### Extrahierter Text
········

Protokoll der Sitzung vom 24.02.2005

Bitte, Frau Stahmann!

Es ist eher eine Zwischenbemerkung, die mir laut Geschäftsordnung erlaubt ist. Herr Wedler, ich möchte sehr dafür plädieren, dass Sie die Elterngespräche und auch die Lernentwicklungsberichte als notwendiges Instrument ansehen, denn Eltern und Lehrer, und das ist auch unbestritten Meinung in der Bildungsdeputation, müssen Hand in Hand arbeiten, um Kinder bestmöglich zu fördern.

Ich stimme Ihnen zu, was die Elterngespräche und die Elternarbeit betrifft. Dies ist zwingend notwendig, das ist auch gängige Praxis seit Urväterzeiten, das war schon zu meiner Schulzeit so, das ist auch nichts Neues. Ob es nun Lernentwicklungsberichte sind oder Zensurenzeugnisse, so wie ich sie mir vorstelle, das ist eine zweite Frage. Da gehen dann die Wege auseinander. Da denke ich schon, dass in den Elterngesprächen auch über Lernfortschritte oder Lernentwicklungen der einzelnen Kinder geredet wird. Das ist auch selbstverständlich. Das wird den Eltern dann auch, denke ich, so mitgeteilt. Insofern gibt es an der Stelle, was Elternarbeit und Elterngespräche betrifft, auch keine Unterschiede.

Unsere FDP-Position möchte ich hier in diesem Bereich auch deutlich machen, sie ist im Bereich der

Schülerbeurteilung beziehungsweise der Zeugnisordnung so, dass wir in den ersten beiden Grundschulklassen keine Zensurenzeugnisse geben wollen, sondern stattdessen detaillierte Lernentwicklungsberichte. Das erscheint uns in der Lernanfangsphase bei den Kindern in der Grundschule auch sehr angemessen und ist auch sinnvoll. Insofern teile ich an der Stelle voll das, was Sie von der CDU-Seite hier dazu sagen.

········

Einträge zur Bereichsannotation
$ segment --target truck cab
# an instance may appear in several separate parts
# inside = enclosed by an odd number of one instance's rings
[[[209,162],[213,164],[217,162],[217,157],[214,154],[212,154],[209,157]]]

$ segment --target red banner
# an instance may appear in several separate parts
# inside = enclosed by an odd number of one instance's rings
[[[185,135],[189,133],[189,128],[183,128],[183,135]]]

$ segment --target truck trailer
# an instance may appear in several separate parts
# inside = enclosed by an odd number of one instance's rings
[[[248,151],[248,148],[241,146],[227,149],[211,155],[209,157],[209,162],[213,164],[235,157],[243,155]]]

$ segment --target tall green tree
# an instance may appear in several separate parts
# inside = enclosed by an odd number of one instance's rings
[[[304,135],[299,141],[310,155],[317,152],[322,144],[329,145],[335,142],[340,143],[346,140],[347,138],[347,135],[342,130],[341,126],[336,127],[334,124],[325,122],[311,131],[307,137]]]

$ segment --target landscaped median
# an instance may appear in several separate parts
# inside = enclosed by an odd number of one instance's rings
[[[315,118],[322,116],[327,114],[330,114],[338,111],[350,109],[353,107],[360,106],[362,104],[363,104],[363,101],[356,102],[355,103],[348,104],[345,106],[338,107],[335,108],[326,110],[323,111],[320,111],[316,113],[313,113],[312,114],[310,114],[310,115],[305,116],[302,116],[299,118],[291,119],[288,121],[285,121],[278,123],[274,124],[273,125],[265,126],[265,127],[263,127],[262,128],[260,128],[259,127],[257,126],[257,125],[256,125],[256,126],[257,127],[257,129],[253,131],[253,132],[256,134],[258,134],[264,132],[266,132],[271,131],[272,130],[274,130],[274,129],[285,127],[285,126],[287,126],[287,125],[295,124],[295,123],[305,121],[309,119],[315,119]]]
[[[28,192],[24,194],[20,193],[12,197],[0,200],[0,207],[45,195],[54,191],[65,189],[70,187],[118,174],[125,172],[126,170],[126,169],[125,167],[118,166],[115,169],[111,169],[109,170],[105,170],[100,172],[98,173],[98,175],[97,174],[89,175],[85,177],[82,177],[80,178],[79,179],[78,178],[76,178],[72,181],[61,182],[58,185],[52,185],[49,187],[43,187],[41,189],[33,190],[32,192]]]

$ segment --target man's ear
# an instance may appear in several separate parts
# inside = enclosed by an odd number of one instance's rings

········

### Deine Aufgaben
• a. Beantworte anhand des Protokolls die folgenden Fragen:
(i) Von welchem Datum ist die Sitzung?
(ii) Die Position welcher Partei will der Redner im letzten Abschnitt deutlich machen?
(iii) Was sollen die Kinder in den ersten beiden Grundschulklassen nach dieser Position statt Zensurenzeugnissen erhalten?
• b. Aktualisiere im Protokoll den Abschnitt von „Es ist eher“ bis einschließlich „bestmöglich zu fördern.“, indem du „Bildungsdeputation“ durch „Schuldeputation“ ersetzt.
Die Daten haben mit dem Protokoll nichts zu tun.

### Ergebnisse je Aufgabe
• a.
(i) Vom 24.02.2005.
(ii) Die Position der FDP.
(iii) Detaillierte Lernentwicklungsberichte.

• b.
Es ist eher eine Zwischenbemerkung, die mir laut Geschäftsordnung erlaubt ist. Herr Wedler, ich möchte sehr dafür plädieren, dass Sie die Elterngespräche und auch die Lernentwicklungsberichte als notwendiges Instrument ansehen, denn Eltern und Lehrer, und das ist auch unbestritten Meinung in der Schuldeputation, müssen Hand in Hand arbeiten, um Kinder bestmöglich zu fördern.